(Collected data entries)
::::
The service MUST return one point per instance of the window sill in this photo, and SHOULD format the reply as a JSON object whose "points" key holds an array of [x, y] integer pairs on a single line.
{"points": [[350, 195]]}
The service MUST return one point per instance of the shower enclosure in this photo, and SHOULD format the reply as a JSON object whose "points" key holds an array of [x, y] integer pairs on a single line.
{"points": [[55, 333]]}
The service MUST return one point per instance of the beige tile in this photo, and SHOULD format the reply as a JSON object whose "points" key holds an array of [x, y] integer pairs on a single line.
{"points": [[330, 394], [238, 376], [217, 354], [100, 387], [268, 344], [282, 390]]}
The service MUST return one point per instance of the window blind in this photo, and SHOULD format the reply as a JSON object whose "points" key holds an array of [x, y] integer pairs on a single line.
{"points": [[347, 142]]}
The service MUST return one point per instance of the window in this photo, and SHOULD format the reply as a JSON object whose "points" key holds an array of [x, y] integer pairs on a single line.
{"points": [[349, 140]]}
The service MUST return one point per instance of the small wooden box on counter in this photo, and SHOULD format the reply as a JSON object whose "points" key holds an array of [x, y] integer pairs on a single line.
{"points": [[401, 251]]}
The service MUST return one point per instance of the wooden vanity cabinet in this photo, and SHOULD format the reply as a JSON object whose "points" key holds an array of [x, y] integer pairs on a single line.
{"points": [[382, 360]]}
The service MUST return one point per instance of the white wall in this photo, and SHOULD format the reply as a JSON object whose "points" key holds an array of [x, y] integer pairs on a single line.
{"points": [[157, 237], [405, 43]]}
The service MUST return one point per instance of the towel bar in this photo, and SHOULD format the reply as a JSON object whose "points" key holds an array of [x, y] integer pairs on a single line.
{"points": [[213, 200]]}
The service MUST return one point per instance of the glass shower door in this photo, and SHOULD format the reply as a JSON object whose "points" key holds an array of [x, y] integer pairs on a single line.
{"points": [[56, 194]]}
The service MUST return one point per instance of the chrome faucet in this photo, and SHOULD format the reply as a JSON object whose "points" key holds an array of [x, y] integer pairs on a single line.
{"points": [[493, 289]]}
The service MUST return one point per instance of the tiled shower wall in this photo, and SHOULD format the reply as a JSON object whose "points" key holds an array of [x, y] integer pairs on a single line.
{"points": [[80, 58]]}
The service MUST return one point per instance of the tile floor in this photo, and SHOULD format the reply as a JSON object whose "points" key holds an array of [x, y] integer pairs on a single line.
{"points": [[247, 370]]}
::::
How to complete this task: All of the data needs to be repeated exactly.

Exercise output:
The service MUST return one point per instance of the window sill in this photo, and SHOULD format the reply as a JSON object whose "points" key holds an array of [x, y] integer pairs on a single line.
{"points": [[350, 195]]}
The service MUST return one point per instance of the shower enclosure in this photo, and SHOULD format the reply as a JSON object whose "points" key holds an array of [x, y] integer pairs on a single line.
{"points": [[55, 333]]}
The service MUST return one point per instance of the beige tile in this photo, and SHOULD format the reply as a JSON object whose "points" key holds an array of [x, y] integer pairs on a single line.
{"points": [[330, 394], [238, 376], [217, 354], [100, 387], [268, 344], [282, 390]]}
The service MUST return one point per instance of the window blind in this photo, and SHOULD format the reply as a JSON object whose "points" key holds an array of [x, y] integer pairs on a single line.
{"points": [[347, 142]]}
The service MUST return one point per instance of the window in this photo, and SHOULD format the reply as a JSON object whose "points" key holds an array of [x, y] integer pairs on a single line.
{"points": [[349, 140]]}
The service MUST return one point per instance of the small wooden box on counter in this photo, and SHOULD format the reply as a JSON object whose "points" key holds an array of [x, y] integer pairs on a single line.
{"points": [[401, 251]]}
The service MUST return one point per instance of the wooden vanity cabinet in this photo, and SHOULD format the reply as a JSON object whose "points" key holds an array of [x, y] integer pairs on a single line.
{"points": [[382, 360]]}
The service MUST return one point per instance of the white wall in this photo, and SHOULD format the reply as a JSON object whose "points" key holds an array of [x, y] integer pairs on a single line.
{"points": [[157, 237], [405, 43]]}
The service MUST return one point per instance of the towel bar in this photo, and SHOULD format the reply as a JSON object whose "points" key holds an array of [x, y] integer pairs on a single line.
{"points": [[213, 200]]}
The service MUST return one point per instance of the glass shower door in this photo, and SHOULD format the reply as a JSON object whose "points" key holds an array of [x, y] integer pairs on a single line.
{"points": [[56, 194]]}
The service MUST return one point per instance of the chrome faucet in this photo, and SHOULD format the reply as a JSON object whose "points" key holds an array of [x, y] integer pairs on a single line.
{"points": [[493, 289]]}
The service MUST return one point per instance of the tiled shower wall in this photo, and SHOULD format the reply as a JSON object whose "points" key holds an array of [x, y] integer pairs on a single line.
{"points": [[80, 58]]}
The service MUST return one point per instance of the tile floor in this photo, and SHOULD format the reply as a JSON object whose "points" key holds an array of [x, y] integer pairs on a single line.
{"points": [[247, 370]]}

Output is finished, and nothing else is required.